#### [TRY IT]
Each line below should be reproduced without any alteration.

#### [SUPPLIED RECORDS]
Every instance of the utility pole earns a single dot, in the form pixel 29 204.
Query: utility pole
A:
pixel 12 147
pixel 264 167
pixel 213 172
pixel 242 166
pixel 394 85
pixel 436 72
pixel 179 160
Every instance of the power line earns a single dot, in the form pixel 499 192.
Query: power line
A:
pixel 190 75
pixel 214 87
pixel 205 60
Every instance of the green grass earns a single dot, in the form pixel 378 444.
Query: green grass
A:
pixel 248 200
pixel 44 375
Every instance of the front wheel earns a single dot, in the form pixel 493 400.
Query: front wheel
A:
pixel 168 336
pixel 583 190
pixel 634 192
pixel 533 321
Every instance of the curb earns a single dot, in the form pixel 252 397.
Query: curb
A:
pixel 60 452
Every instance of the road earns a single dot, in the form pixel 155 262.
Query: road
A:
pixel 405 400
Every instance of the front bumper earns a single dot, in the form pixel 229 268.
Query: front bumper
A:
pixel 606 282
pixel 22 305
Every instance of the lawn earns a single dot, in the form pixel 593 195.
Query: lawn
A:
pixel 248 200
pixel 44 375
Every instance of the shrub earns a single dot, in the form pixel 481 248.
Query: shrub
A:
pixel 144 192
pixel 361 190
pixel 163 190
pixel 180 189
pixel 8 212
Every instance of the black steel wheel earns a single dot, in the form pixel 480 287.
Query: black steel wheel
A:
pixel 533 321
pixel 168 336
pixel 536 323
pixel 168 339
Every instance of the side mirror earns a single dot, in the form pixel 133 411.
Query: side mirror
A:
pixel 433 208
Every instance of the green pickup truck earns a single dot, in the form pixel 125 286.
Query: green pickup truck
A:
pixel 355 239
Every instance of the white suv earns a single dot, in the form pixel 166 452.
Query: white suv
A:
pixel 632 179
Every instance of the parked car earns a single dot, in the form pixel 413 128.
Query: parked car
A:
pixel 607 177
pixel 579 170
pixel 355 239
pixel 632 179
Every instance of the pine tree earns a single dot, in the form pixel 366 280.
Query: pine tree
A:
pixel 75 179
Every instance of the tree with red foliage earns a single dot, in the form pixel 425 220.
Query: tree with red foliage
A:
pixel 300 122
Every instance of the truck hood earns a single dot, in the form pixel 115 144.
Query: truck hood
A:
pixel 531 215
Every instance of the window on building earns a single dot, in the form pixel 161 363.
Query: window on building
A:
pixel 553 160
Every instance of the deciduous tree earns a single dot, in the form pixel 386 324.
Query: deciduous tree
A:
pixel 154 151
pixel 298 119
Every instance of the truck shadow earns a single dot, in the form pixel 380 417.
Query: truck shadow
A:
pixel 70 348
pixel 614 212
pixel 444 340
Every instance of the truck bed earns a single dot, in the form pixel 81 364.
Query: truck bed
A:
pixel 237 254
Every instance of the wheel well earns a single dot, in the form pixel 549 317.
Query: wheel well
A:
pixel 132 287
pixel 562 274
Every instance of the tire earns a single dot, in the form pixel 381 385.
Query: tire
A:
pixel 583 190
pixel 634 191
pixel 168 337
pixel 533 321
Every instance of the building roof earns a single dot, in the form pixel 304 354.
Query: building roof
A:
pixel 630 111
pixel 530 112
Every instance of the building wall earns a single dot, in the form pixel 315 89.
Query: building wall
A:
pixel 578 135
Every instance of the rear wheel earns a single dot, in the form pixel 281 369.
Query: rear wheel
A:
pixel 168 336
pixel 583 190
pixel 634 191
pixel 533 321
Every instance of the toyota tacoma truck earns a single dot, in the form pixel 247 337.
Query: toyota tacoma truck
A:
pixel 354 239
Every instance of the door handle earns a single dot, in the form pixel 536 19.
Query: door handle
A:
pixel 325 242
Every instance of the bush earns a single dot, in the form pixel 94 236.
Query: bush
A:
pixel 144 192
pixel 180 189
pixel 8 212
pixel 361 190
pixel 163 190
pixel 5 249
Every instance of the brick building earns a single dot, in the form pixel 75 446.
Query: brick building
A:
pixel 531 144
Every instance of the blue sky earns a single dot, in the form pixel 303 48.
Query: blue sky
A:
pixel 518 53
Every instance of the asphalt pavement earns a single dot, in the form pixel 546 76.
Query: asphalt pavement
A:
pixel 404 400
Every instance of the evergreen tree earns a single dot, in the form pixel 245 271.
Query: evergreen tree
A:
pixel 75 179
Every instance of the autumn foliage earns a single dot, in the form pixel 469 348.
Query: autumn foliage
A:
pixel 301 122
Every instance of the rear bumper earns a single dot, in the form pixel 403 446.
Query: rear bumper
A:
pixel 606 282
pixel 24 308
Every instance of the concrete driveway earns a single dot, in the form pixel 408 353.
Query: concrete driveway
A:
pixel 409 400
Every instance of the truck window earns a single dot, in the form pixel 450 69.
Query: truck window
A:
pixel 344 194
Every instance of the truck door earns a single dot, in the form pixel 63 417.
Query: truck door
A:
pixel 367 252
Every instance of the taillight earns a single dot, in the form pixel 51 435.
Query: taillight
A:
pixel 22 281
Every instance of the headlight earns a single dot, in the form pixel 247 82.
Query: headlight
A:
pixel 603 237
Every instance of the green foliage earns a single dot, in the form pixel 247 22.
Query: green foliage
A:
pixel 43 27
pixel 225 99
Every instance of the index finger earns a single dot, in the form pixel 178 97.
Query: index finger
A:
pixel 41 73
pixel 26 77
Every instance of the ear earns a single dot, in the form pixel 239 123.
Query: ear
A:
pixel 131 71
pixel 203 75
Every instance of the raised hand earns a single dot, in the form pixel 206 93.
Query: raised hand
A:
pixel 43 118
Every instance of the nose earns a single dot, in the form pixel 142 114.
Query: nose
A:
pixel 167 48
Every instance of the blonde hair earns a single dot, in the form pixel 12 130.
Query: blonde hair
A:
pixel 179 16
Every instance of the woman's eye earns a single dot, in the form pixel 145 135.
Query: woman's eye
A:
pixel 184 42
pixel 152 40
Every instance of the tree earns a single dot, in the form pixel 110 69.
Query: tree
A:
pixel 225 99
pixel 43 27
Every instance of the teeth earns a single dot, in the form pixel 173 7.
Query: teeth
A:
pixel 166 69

#### [ANSWER TO THE EXERCISE]
Every instance of the utility pole earns a single dot, in the form pixel 29 204.
Query: utility pole
A:
pixel 12 147
pixel 264 167
pixel 213 172
pixel 242 166
pixel 394 85
pixel 436 72
pixel 179 160
Every instance of the power line earns a single dot, in the form pixel 499 192.
Query: power line
A:
pixel 190 75
pixel 214 87
pixel 205 60
Every instance of the green grass earns a single dot, in the form pixel 378 444.
Query: green grass
A:
pixel 248 200
pixel 44 375
Every instance of the front wheel earns a single dot, in the form pixel 493 400.
Query: front wheel
A:
pixel 168 336
pixel 583 190
pixel 634 192
pixel 533 321
Every instance of the curb earns a single dot, in the form pixel 252 397.
Query: curb
A:
pixel 60 452
Every instance of the road earns a single dot, in the form pixel 155 262.
Query: road
A:
pixel 405 400
Every instance of the front bumper earns a single dot, in the form pixel 229 268.
Query: front bumper
A:
pixel 606 282
pixel 22 305
Every instance of the lawn earns a single dot, in the form pixel 593 195.
Query: lawn
A:
pixel 248 200
pixel 44 375
Every instance of the shrub earns a single dot, in the form pixel 481 248.
Query: shrub
A:
pixel 144 192
pixel 361 190
pixel 163 190
pixel 180 189
pixel 8 212
Every instance of the black steel wheel earns a single dot, in the form pixel 480 287.
Query: black steel wheel
A:
pixel 533 321
pixel 168 336
pixel 536 323
pixel 168 339
Every instance of the side mirror earns a single dot, in the form pixel 133 411.
Query: side mirror
A:
pixel 433 208
Every instance of the green pickup truck earns a single dot, in the form pixel 125 286.
Query: green pickup truck
A:
pixel 355 239
Every instance of the white suv earns a single dot, in the form pixel 166 452.
Query: white suv
A:
pixel 632 179
Every instance of the parked car earns a single dot, in the form pixel 413 128.
Query: parked car
A:
pixel 607 177
pixel 579 170
pixel 355 239
pixel 632 179
Every instance of the pine tree earns a single dot, in the form pixel 366 280.
Query: pine tree
A:
pixel 75 179
Every instance of the tree with red foliage earns a single dot, in the form pixel 425 220.
Query: tree with red foliage
A:
pixel 300 122
Every instance of the truck hood earns a single dot, in the form pixel 115 144.
Query: truck hood
A:
pixel 531 215
Every instance of the window on building earns a single dot, in the form pixel 161 363.
Query: window on building
A:
pixel 553 160
Every instance of the deciduous tree earns a single dot, in the form pixel 386 324.
Query: deciduous tree
A:
pixel 154 151
pixel 298 119
Every instance of the truck shadow earns a single dot, in the form pixel 380 417.
Query: truck shadow
A:
pixel 70 348
pixel 614 212
pixel 444 340
Every instance of the truck bed earns a single dot, in the form pixel 81 364.
Query: truck bed
A:
pixel 237 254
Every instance of the wheel well earns a single dot, in the form pixel 549 317.
Query: wheel well
A:
pixel 132 287
pixel 562 274
Every instance of the tire earns a single dot, in the form pixel 381 385.
Query: tire
A:
pixel 583 190
pixel 634 191
pixel 168 337
pixel 533 321
Every instance of the building roof earns a single dot, in the form pixel 304 354.
Query: building roof
A:
pixel 630 111
pixel 530 112
Every instance of the building wall earns a single dot, in the form pixel 315 89.
Query: building wall
A:
pixel 578 135
Every instance of the rear wheel earns a single dot, in the form pixel 281 369.
Query: rear wheel
A:
pixel 168 336
pixel 583 190
pixel 634 191
pixel 533 321
Every instance of the toyota tacoma truck earns a single dot, in the form pixel 247 337.
Query: toyota tacoma truck
A:
pixel 354 239
Every instance of the door handle earns a single dot, in the form pixel 536 19.
Query: door handle
A:
pixel 325 242
Every instance of the bush earns a single dot, in the form pixel 94 236.
Query: bush
A:
pixel 144 192
pixel 180 189
pixel 8 212
pixel 361 190
pixel 163 190
pixel 5 249
Every instance of the brick building earns a single dot, in the form pixel 75 446.
Query: brick building
A:
pixel 531 144
Every instance of the blue sky earns a single dot, in the form pixel 303 48.
Query: blue sky
A:
pixel 518 53
Every instance of the asphalt pavement earns a single dot, in the form pixel 546 76.
Query: asphalt pavement
A:
pixel 404 400
Every instance of the evergreen tree earns a single dot, in the form pixel 245 271.
Query: evergreen tree
A:
pixel 75 179
Every instance of the autumn foliage earns a single dot, in the form pixel 469 348.
Query: autumn foliage
A:
pixel 301 122
Every instance of the rear bumper earns a single dot, in the form pixel 403 446.
Query: rear bumper
A:
pixel 606 282
pixel 24 308
Every instance of the concrete driveway earns a single dot, in the form pixel 408 353.
Query: concrete driveway
A:
pixel 409 400
Every instance of the truck window earns a single dot, in the form pixel 450 69.
Query: truck window
A:
pixel 344 194
Every instance of the truck door earns a single dot, in the form pixel 63 417.
Query: truck door
A:
pixel 367 252
Every instance of the taillight earns a single dot, in the form pixel 51 435.
Query: taillight
A:
pixel 22 281
Every instance of the headlight earns a single dot, in the form pixel 247 82.
Query: headlight
A:
pixel 603 237
Every instance of the green foliage earns a single dot, in the form pixel 247 22.
Query: green foliage
A:
pixel 43 27
pixel 225 99
Every instance of the index finger earns a single dot, in the form pixel 178 97.
Query: index finger
A:
pixel 41 73
pixel 26 77
Every instance of the ear earns a single dot, in the form pixel 239 123.
Query: ear
A:
pixel 131 71
pixel 203 75
Every instance of the raised hand earns a single dot, in the form pixel 206 93.
Query: raised hand
A:
pixel 43 118
Every instance of the nose earns a single dot, in the form pixel 142 114.
Query: nose
A:
pixel 167 48
Every instance of the blonde hair earns a single dot, in the form pixel 12 130.
Query: blonde hair
A:
pixel 179 16
Every instance of the woman's eye earns a single dot, in the form pixel 145 135.
Query: woman's eye
A:
pixel 184 42
pixel 152 40
Every instance of the tree earns a single dot, in the form pixel 110 69.
Query: tree
A:
pixel 225 99
pixel 43 27
Every instance of the teeth earns a single dot, in the form pixel 173 7.
Query: teeth
A:
pixel 166 69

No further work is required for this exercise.